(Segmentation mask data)
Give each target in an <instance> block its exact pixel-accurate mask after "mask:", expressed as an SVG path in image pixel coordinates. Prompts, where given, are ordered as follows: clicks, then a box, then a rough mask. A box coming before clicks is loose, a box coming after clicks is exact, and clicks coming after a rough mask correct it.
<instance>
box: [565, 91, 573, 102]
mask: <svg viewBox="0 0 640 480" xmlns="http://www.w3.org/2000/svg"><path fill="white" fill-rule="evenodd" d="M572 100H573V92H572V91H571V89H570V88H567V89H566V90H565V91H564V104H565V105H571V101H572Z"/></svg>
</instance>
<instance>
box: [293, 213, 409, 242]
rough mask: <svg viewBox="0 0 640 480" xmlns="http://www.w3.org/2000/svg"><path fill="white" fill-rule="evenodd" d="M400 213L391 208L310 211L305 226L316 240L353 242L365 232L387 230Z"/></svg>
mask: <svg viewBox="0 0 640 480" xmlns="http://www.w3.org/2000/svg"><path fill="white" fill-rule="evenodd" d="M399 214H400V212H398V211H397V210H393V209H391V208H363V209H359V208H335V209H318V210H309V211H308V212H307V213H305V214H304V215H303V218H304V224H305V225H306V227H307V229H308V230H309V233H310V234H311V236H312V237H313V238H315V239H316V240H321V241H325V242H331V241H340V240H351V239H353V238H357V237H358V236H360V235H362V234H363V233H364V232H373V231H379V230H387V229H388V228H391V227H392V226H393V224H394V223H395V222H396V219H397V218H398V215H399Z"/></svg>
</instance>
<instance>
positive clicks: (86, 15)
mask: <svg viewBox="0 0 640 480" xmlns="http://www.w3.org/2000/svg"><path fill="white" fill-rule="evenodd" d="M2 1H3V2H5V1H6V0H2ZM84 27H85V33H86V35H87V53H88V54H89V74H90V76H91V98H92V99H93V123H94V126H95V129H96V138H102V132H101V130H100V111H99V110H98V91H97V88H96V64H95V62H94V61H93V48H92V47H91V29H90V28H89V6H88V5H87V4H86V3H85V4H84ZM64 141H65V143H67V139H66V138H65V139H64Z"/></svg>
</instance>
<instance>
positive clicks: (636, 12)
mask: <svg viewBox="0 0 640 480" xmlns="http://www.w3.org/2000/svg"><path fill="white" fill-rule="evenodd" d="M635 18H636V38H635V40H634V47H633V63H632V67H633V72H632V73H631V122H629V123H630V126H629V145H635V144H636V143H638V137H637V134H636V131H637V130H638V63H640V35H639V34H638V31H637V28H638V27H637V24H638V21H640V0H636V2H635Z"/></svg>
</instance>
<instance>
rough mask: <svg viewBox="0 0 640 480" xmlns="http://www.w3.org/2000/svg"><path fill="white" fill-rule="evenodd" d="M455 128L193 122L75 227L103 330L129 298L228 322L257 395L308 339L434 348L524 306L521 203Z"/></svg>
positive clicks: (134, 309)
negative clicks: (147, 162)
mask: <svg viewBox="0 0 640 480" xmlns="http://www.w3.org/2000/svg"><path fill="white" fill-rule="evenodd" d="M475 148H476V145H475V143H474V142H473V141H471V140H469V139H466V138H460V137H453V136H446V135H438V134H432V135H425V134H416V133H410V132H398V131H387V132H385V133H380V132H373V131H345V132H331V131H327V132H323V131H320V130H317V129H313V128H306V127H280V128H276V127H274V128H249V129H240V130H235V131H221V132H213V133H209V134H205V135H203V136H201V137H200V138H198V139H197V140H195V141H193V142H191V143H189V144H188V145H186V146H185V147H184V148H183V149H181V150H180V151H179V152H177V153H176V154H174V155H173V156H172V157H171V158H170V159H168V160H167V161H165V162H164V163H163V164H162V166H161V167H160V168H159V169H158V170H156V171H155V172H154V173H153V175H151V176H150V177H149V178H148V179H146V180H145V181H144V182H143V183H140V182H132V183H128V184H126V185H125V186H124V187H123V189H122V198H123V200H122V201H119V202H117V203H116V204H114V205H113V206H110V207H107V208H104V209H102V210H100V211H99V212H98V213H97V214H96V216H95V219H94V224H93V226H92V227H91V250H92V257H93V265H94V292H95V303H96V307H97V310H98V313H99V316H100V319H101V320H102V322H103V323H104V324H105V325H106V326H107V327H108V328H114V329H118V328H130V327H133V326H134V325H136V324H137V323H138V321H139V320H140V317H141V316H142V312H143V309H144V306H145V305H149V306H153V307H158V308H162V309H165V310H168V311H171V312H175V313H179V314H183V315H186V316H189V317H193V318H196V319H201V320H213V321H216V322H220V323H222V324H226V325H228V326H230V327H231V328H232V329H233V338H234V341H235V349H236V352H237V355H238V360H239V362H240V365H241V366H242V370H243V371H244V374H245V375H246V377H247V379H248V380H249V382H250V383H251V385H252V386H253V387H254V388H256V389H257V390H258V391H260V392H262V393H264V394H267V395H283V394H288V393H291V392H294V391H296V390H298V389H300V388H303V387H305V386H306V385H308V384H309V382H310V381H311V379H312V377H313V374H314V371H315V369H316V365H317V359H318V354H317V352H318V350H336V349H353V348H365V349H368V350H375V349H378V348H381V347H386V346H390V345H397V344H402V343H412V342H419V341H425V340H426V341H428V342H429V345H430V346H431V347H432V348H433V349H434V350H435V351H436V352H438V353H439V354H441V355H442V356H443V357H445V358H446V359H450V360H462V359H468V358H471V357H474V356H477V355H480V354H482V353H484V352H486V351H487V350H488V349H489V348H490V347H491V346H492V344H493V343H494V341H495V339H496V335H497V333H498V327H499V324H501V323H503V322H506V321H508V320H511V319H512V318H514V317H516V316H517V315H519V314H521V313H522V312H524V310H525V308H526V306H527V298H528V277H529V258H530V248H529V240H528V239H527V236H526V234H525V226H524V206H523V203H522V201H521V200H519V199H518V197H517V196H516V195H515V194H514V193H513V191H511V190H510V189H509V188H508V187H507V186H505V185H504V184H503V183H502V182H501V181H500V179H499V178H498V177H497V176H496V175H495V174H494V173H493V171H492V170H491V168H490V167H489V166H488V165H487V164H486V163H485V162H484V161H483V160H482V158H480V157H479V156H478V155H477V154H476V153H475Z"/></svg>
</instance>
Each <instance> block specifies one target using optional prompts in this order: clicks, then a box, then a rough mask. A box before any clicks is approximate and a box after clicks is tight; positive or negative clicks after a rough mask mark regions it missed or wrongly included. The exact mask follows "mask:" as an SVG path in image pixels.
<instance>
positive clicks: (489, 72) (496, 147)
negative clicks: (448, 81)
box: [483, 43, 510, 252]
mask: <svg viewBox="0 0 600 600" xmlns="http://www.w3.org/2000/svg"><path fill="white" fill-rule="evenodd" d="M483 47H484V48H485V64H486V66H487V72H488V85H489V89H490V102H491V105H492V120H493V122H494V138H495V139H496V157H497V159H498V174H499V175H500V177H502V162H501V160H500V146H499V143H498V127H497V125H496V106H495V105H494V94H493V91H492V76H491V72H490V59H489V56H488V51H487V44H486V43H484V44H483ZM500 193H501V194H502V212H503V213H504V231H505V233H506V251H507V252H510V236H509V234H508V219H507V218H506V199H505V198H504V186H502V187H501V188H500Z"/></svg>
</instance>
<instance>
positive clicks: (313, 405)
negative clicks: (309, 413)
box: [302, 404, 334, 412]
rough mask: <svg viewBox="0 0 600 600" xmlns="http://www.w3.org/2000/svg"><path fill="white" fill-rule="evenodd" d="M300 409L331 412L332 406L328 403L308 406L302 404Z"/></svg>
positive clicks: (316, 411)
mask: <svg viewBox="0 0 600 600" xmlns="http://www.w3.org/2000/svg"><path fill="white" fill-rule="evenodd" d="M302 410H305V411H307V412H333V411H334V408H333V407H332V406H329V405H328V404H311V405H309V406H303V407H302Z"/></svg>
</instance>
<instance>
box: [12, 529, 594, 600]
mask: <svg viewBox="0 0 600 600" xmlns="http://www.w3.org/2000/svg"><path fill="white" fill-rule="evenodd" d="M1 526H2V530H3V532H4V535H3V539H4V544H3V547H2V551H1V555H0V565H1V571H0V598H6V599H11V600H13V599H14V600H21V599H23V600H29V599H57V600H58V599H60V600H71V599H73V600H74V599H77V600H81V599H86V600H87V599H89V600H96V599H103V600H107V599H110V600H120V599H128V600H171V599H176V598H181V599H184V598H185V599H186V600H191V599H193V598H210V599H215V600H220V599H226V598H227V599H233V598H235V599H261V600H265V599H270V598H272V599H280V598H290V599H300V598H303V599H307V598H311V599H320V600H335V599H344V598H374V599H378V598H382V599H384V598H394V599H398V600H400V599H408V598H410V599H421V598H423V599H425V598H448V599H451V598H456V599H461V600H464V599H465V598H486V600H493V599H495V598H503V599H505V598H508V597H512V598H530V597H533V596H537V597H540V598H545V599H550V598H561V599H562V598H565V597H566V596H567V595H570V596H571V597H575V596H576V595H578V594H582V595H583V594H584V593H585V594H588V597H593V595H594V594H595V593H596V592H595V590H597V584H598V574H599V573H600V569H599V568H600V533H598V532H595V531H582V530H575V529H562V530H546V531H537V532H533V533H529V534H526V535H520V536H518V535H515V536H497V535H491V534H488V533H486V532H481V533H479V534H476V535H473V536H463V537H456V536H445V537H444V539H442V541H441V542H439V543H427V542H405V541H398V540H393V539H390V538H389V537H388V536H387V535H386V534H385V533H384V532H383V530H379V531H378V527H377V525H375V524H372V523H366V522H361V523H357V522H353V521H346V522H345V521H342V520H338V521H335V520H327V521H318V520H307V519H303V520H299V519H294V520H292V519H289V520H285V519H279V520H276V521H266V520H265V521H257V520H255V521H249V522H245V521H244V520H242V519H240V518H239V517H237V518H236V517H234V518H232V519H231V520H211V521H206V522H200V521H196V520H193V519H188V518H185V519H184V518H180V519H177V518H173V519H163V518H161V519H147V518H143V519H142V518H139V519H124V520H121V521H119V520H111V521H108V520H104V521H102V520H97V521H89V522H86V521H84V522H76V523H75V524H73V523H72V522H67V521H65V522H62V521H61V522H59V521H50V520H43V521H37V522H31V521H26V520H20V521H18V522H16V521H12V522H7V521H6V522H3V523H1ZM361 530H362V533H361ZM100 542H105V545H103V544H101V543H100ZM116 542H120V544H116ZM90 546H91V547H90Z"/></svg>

**What the exercise asks**
For the word "exact", find every line in the data that holds it and copy that line.

**Answer space**
Give each target in an <instance> block its exact pixel-accurate mask after "mask:", expressed as an SVG path in image pixel coordinates. Prompts, where given, are ordered as follows: clicks, then a box, then a rough mask. A box coming before clicks is loose, a box coming after clicks is exact, and clicks coming after a rough mask correct it.
Each <instance> block specifies one target using optional prompts in this order: clicks, then a box, then a rough mask. A box before any clicks is approximate and a box after clicks is tight; positive or negative clicks after a rough mask mark regions it missed or wrongly included. The exact mask follows "mask:" as an SVG path in image pixels.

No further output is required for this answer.